_PROVIDED PASSAGE:_
⟨

Apparently managing the accompanying health care crises and the food 
riots are not a part of the challenge when "Playing Minister."
	During a recent interview, investigative journalist Greg 
Palast revealed how useful these riots are to the IMF. Palast relayed 
a conversation he had with Joseph Stiglitz, former chief economist of 
the World Bank:  "'...everywhere we go, every country we end up 
meddling in, we destroy their economy and they end up in flames,' 
said Stiglitz. And he was saying that he questioned this and he got 
fired for it. But he was saying that they even kind of plan in the 
riots. They know that when they squeeze a country and destroy its 
economy, you are going to get riots in the streets. And they say, 
'well that's the "IMF riot."' In other words, because  you have 
riots, you lose. All the capital runs away from your country, and 
that gives the opportunity for the IMF to then add more conditions."
	What the IMF doesn't expect and certainly doesn't want, is 
for people to take things into their own hands, for them to shift 
from resistance to reconstruction, from the desperation and rage of 
rioting to the joy of creating alternatives. As the economic crisis 
tears into the social fabric of Argentina, pushing more and more 
people to the edge, the tension between hope and despair becomes a 
conducive and creative space for change. Between laughter and tears 
exists the space of optimism, the space of radical social 
	For the workers of the Zanón ceramics factory in Neuque, it 
is this spirit of optimism that has enabled them to occupy their 
factory, one of Latin America's largest ceramics producers, for the 
last six months, running it with astounding results. The company 
stopped production last year, claiming that it was no longer 
profitable and that they could no longer pay the workers' salaries.

⟩

_AIM 1:_
Answer these questions using the passage on the IMF and Argentina:
(a) What former position does the passage give for Joseph Stiglitz?
(b) For how long have the Zanón workers occupied their factory?
(c) What reasons did the company give for stopping production?

_SUPPLIED ENTRIES:_
⟨

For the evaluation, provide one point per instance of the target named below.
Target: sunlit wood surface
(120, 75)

⟩
⟨

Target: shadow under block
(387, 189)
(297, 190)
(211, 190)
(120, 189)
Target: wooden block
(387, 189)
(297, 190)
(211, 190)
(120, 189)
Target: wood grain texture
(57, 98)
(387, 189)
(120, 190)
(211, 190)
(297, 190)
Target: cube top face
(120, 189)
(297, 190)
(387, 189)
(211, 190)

⟩

_AIM 2:_
Tally the rows that contain the string "block", treating case as significant, and give only the number.

_RESULT 1:_
(a) Former chief economist of the World Bank.
(b) The last six months.
(c) It said it was no longer profitable and could no longer pay the workers' salaries.

_RESULT 2:_
2